The exercise:
Render every line of the data below as a numbered list, omitting any blank lines.
** START **
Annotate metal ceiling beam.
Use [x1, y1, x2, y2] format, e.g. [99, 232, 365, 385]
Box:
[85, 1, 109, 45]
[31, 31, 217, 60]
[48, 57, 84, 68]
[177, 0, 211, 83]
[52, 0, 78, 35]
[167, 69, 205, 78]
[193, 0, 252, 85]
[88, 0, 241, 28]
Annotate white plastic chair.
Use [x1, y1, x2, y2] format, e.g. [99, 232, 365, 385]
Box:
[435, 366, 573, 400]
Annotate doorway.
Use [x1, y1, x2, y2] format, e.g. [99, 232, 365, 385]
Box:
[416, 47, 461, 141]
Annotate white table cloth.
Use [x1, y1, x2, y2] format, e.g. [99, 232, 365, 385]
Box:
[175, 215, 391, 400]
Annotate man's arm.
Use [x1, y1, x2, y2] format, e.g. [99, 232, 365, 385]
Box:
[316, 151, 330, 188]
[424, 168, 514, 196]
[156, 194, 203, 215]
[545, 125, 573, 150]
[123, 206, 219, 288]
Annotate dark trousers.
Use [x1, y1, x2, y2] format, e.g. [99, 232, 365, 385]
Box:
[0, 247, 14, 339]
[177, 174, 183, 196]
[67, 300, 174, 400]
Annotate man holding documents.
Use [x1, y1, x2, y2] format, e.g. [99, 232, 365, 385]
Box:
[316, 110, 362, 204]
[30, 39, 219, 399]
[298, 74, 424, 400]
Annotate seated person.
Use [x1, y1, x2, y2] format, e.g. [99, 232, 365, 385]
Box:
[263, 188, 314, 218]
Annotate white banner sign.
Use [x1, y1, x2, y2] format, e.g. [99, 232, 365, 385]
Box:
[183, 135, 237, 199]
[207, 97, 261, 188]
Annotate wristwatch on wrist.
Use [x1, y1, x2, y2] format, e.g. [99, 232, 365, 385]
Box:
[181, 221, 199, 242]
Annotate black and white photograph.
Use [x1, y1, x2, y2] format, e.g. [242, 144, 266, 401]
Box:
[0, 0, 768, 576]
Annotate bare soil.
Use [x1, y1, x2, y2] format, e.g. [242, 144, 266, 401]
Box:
** END **
Exercise result:
1. Annotate metal ceiling beam.
2. Use [x1, y1, x2, y2] format, e.g. [99, 232, 365, 385]
3. Box:
4. [85, 1, 109, 45]
5. [31, 31, 217, 60]
6. [48, 57, 84, 68]
7. [177, 0, 211, 83]
8. [52, 0, 78, 35]
9. [167, 69, 205, 78]
10. [193, 0, 252, 85]
11. [88, 0, 241, 28]
12. Annotate white plastic chair.
13. Use [x1, y1, x2, y2] format, e.g. [99, 232, 365, 385]
14. Box:
15. [435, 366, 573, 400]
16. Annotate doorway.
17. Use [x1, y1, x2, y2] format, e.g. [99, 232, 365, 385]
18. Box:
19. [416, 47, 461, 141]
20. Annotate white table cloth.
21. Use [x1, y1, x2, y2] format, e.g. [99, 232, 365, 385]
22. Box:
23. [175, 215, 391, 400]
24. Annotate man's arm.
25. Use [x1, y1, x2, y2] format, e.g. [99, 232, 365, 385]
26. Box:
27. [316, 151, 330, 188]
28. [424, 168, 514, 196]
29. [156, 194, 203, 215]
30. [545, 125, 573, 150]
31. [123, 206, 219, 288]
32. Annotate dark trousers.
33. Use [x1, y1, x2, y2] format, e.g. [99, 232, 365, 385]
34. Box:
35. [0, 247, 14, 339]
36. [177, 174, 183, 196]
37. [67, 300, 174, 400]
38. Annotate man holding documents.
39. Use [x1, y1, x2, y2] format, e.g. [99, 232, 365, 385]
40. Box:
41. [316, 110, 362, 204]
42. [30, 39, 219, 399]
43. [298, 74, 424, 400]
44. Annotate seated person.
45. Use [x1, y1, x2, y2] format, e.g. [99, 232, 365, 385]
46. Box:
47. [263, 188, 314, 218]
48. Annotate white banner sign.
49. Use [x1, y1, x2, y2] format, e.g. [99, 232, 365, 385]
50. Box:
51. [183, 135, 237, 199]
52. [207, 97, 261, 188]
53. Annotate wristwatch on wrist.
54. Use [x1, y1, x2, y2] format, e.g. [99, 232, 365, 385]
55. Box:
56. [181, 221, 199, 242]
57. Annotate black and white photograph.
58. Use [x1, y1, x2, y2] format, e.g. [242, 144, 266, 401]
59. Box:
60. [0, 0, 768, 576]
61. Annotate bare soil.
62. Use [x1, y1, x2, y2] format, e.g. [242, 144, 266, 401]
63. Box:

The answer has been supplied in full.